#### Metin Alıntısı
◆ ◆ ◆ ◆ ◆ ◆ ◆

O günlerde ilgili-ilgisiz herkes bir ulusal uzlaşı beklerken, türbanını alarak Çankaya’ya çıkıp oturan Abdullah Gül, tüm bu bunalım sürecinin başlama noktasıdır.
Hatırlamalısınız.
*
Oysa bir tarafsız cumhurbaşkanı, işte böyle zor günler için hepimize lazımdı.
Herkesin güvendiği, her kesimin tarafsızlığına inandığı, rejimden yana olduğundan kuşku duyulmayan...
Çağdaş devletin bekçisi olduğu kabul edilen.
Tarafsız...
Ama hepimiz biliyoruz ki bu Abdullah Gül değil.
Diyelim ki en görkemlisini yanında taşıdığı türban sorununda, tarafsız olması olası mıdır?..
Ya da laikliğin tanımında olsun, mezhep sorununda olsun, içinde sanık olarak yer aldığı parti kapatma meselesinde olsun...

◆ ◆ ◆ ◆ ◆ ◆ ◆

#### Ham Liste
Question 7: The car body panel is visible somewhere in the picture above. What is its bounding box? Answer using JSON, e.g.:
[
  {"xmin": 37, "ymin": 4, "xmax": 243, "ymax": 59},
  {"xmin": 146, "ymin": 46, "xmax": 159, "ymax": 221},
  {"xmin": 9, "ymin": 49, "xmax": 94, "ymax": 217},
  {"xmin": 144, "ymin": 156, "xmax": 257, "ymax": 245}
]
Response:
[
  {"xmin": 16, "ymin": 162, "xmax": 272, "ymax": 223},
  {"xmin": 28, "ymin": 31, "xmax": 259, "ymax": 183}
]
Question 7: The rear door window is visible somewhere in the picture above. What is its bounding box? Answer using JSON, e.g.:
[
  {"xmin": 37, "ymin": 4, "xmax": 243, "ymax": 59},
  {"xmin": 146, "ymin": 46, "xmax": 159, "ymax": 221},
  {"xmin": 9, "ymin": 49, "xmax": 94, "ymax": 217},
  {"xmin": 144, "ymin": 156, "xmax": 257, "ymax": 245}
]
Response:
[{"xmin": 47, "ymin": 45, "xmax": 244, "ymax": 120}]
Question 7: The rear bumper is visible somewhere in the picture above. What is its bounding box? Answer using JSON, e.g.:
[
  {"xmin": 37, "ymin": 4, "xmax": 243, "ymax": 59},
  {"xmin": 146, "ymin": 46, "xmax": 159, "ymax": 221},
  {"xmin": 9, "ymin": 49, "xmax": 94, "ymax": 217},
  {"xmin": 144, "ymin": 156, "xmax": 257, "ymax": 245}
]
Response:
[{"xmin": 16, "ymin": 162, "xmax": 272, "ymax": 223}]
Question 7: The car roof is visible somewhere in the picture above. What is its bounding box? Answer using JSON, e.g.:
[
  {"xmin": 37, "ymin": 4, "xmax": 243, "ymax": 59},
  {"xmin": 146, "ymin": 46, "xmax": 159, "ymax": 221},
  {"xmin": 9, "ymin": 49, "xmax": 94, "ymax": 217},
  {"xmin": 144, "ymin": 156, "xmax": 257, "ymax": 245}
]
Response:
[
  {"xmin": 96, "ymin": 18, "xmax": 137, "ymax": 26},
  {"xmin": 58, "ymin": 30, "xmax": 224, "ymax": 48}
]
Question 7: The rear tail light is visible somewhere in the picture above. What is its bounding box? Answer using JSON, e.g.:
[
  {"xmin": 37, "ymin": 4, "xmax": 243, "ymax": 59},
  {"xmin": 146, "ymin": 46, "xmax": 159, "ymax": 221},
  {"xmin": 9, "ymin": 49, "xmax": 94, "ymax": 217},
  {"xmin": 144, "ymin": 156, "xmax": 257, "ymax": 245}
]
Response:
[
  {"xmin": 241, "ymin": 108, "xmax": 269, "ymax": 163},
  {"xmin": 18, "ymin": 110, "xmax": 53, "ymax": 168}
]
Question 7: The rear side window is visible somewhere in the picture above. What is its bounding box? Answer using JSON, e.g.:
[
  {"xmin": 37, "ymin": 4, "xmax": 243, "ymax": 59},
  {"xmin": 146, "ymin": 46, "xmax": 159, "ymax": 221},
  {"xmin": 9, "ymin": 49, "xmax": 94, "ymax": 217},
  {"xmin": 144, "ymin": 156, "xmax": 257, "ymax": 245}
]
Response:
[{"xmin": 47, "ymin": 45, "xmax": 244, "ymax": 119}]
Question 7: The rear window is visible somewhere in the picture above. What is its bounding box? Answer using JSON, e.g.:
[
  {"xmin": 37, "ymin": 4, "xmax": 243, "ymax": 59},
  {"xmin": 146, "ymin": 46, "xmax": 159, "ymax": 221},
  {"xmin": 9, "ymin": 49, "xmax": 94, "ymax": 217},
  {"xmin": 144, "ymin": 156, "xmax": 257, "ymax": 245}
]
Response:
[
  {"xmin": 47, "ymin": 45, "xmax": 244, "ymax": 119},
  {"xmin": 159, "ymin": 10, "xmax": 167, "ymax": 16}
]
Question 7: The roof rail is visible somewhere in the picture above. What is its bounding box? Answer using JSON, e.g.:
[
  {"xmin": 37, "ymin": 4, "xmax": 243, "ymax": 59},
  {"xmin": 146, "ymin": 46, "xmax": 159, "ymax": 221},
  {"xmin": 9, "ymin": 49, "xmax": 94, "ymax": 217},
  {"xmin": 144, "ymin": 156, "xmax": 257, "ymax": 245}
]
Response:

◆ ◆ ◆ ◆ ◆ ◆ ◆

#### Görevler
a: Abdullah Gül ve cumhurbaşkanlığı üzerine yazıya göre böyle zor günler için hepimize ne lazımdı?
b: Abdullah Gül ve cumhurbaşkanlığı üzerine yazıyı kaldığı yerden devam ettirin.
Liste, metinle herhangi bir bağlantı taşımamaktadır.

#### Görev Yanıtları
a: Bir tarafsız cumhurbaşkanı.

b:
Misal; yaşam biçiminde Arap kültüründen yana olmadığını kim söyleyebilir?..
(Nitekim önceki gün gördüğünüz gibi; Arap krallar-emirler geldiğinde, devlet düzenini delip doğru havaalanına koşması bu yüzden.)
Saymakla bitmez...
*
İşin ilginç yanı; tarafsız, güven veren, otoritesi herkes tarafından kabul edilen bir cumhurbaşkanı, bugünlerde herkesten çok krizin sürüklediği AKP’ye lazım.
Ki krizi çözsün.
Ama yok...
AKP burda da kendi şımarıklığının kurbanıdır; kriz derinleşiyor, iktidarı sallanıyor ve herkesin saygıyla dinleyeceği bir uzlaştırıcı "cumhurbaşkanı" orada değil...
*
"O benim cumhurbaşkanım değil"in haklılığı bugünlerde daha berrak.
Görüyorsunuz; hepimizin olan bir cumhurbaşkanı benden çok Tayyip Erdoğan’a gerekiyor.
Ve o günlerde beni azarlayan; aydınlara, yazarlara, iş çevrelerine de...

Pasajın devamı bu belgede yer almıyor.